Do this -
Could you repeat the material below line for line, without changing a single word?

Rows -
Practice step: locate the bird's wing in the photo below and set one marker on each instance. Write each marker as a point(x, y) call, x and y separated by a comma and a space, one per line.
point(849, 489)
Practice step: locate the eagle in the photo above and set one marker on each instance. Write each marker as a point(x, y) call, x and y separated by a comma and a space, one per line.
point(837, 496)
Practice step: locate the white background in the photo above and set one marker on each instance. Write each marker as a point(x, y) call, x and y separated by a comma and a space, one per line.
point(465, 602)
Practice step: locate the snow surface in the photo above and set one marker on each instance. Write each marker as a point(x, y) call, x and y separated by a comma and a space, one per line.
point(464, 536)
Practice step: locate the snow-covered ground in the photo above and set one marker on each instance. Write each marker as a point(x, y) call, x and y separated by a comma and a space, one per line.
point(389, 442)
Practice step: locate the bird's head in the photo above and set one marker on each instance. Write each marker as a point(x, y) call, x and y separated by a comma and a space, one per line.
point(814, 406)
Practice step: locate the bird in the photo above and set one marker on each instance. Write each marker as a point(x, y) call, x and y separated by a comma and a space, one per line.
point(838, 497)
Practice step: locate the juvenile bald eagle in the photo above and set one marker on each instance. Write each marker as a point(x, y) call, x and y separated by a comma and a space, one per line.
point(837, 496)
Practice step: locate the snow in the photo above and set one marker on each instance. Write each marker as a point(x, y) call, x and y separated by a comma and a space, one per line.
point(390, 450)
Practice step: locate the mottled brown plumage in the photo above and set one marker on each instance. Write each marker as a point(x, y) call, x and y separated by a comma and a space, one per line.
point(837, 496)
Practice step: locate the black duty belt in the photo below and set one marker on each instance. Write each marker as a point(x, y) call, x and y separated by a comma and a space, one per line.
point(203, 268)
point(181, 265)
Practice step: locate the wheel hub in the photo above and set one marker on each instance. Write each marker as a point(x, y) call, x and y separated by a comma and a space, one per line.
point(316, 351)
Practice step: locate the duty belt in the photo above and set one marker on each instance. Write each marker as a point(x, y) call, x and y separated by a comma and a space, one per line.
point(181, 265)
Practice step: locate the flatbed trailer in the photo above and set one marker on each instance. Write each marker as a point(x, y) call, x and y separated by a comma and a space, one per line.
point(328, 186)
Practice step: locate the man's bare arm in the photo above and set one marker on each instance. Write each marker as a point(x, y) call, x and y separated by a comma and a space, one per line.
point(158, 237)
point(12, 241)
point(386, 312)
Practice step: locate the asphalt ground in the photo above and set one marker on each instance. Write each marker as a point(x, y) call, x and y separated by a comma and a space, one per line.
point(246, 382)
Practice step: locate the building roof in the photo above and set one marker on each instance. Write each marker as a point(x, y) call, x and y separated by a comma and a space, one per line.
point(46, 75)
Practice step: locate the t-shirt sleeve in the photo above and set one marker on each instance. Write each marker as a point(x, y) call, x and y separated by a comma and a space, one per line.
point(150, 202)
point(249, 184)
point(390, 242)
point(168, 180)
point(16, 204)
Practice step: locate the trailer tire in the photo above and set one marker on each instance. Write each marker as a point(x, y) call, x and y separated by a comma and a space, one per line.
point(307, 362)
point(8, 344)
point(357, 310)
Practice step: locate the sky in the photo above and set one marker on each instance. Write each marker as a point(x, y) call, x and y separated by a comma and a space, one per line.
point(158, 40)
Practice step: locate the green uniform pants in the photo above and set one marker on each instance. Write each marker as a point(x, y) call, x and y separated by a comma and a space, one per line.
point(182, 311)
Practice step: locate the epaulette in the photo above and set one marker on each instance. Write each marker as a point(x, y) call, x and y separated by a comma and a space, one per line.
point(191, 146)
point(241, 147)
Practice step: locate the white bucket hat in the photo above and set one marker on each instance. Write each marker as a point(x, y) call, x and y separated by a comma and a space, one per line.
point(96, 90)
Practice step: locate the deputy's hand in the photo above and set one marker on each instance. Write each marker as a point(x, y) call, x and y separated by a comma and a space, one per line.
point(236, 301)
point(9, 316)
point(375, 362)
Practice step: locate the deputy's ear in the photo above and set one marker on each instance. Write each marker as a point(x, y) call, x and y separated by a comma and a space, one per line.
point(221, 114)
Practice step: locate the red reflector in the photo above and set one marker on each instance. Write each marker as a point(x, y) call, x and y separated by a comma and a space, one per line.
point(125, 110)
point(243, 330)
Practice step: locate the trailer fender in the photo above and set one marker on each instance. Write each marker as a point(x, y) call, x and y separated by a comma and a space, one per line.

In response -
Practice step: locate the bird's wing in the photo below and set one marker on each instance. Write each marker as a point(x, y) call, x and y separated by a comma and a space, one per line.
point(849, 489)
Practice step: locate the eagle in the photo above and set one marker on each instance. Write each marker as a point(x, y) call, x and y separated by a comma and a space, one per line.
point(837, 496)
Practice step: locate the white background in the photo above and set one marker on each instance. Write each marker as a point(x, y) call, x and y separated by a comma and a space, one per line.
point(465, 602)
Practice step: locate the snow surface in the photo above and set one marker on each instance. Write each marker as a point(x, y) call, x and y separated by a comma and a space, one per line.
point(464, 536)
Practice step: locate the snow-covered ground in the photo above and set one marker on each instance. Write each marker as a point(x, y) call, x and y separated by a comma and a space, one per line.
point(389, 442)
Practice step: locate the bird's head in the photo above and set one marker on each instance. Write each marker as a point(x, y) call, x and y separated by a comma and a space, one per line.
point(814, 406)
Practice step: locate the bird in the photo above and set one marker on each instance. Write each marker as a point(x, y) call, x and y separated by a comma and a space, one per line.
point(838, 497)
Practice step: locate the juvenile bald eagle in the photo above and set one marker on each instance. Write each marker as a point(x, y) call, x and y separated by a comma and a space, one per line.
point(837, 496)
Practice step: locate the snow in the photo above and set one marker on each instance. Write each marker as a point(x, y) call, x and y separated by a comma and a space, one per line.
point(390, 450)
Practice step: locate the mottled brown plumage in the photo above and set one marker on each instance. Write each marker as a point(x, y) call, x and y separated by a comma and a space, one per line.
point(837, 496)
Practice step: locate the black duty belt in the photo below and set one marker on each instance. Write each marker as a point(x, y) call, x and y separated by a comma and a space, one per line.
point(203, 268)
point(181, 265)
Practice step: locate the wheel hub in the photo above and set one marker on each instance. Write each marker as a point(x, y) call, x and y separated by a comma and a space, one per line.
point(316, 351)
Practice step: locate the duty belt in the photo above and set one marker on each instance. Write each marker as a point(x, y) call, x and y separated by a comma and a space, one per line.
point(181, 265)
Practice step: locate the flatbed trailer in the photo above and set one marker on each instance. Write each marker as a point(x, y) call, x and y separated by a comma and a space, one per line.
point(328, 186)
Practice step: locate the man's bare arm in the photo above and set one marker on each instance. Write each marker as a point(x, y) call, x and y separated by a comma and a space, one per line.
point(158, 237)
point(12, 241)
point(386, 312)
Practice step: locate the asphalt ground in the photo above and set one marker on each instance. Write each marker as a point(x, y) call, x and y separated by a comma and a space, one per line.
point(246, 382)
Practice step: locate the building roof in the photo above and set one marker on each instance. Write each marker as a point(x, y) call, x and y separated by a comma and a space, one per line.
point(46, 75)
Practice step: locate the t-shirt sleeve in the photo above and set one marker on each instance. Write each marker as a point(x, y) call, x and y separated by a comma and a space, one per line.
point(150, 202)
point(249, 184)
point(390, 242)
point(168, 180)
point(16, 204)
Practice step: locate the trailer tire in the photo above and set one marker on each instance. Write each marker as a point(x, y) call, x and y separated by a comma and a space, one per line.
point(307, 362)
point(8, 344)
point(357, 310)
Practice step: locate the sky in the photo above and set one marker on each instance. Write each marker as a point(x, y) call, x and y separated by a comma and a space, one per line.
point(158, 40)
Practice step: locate the green uniform pants in the photo above and set one marker on each instance. Write each marker as a point(x, y) call, x and y separated by a comma and a space, one per line.
point(182, 311)
Practice step: locate the epaulette in the photo above and set one marker on each instance. Write each marker as a point(x, y) call, x and y separated by a comma and a space, one per line.
point(191, 146)
point(241, 147)
Practice step: locate the white bucket hat in the photo above and set one marker on each instance. Write each marker as a point(x, y) call, x and y separated by a comma and a space, one per line.
point(96, 90)
Practice step: locate the deputy's hand in the photo above and set one marker on each instance. Write each marker as a point(x, y) call, x and y separated by a comma and a space, one per line.
point(236, 301)
point(9, 316)
point(375, 362)
Practice step: locate the deputy's ear in the photo above and set one marker on each instance. Write each marker as a point(x, y) call, x and y separated by a comma and a space, one per line.
point(221, 114)
Practice step: locate the red reflector in the photo above and set one marker on each instance. Write each marker as a point(x, y) call, x and y separated by a comma and a space, one per line.
point(125, 110)
point(243, 330)
Practice step: locate the trailer fender in the photo above and set one marker on each instance. Write each marker as a point(x, y) call, x and y separated by a comma and a space, one per line.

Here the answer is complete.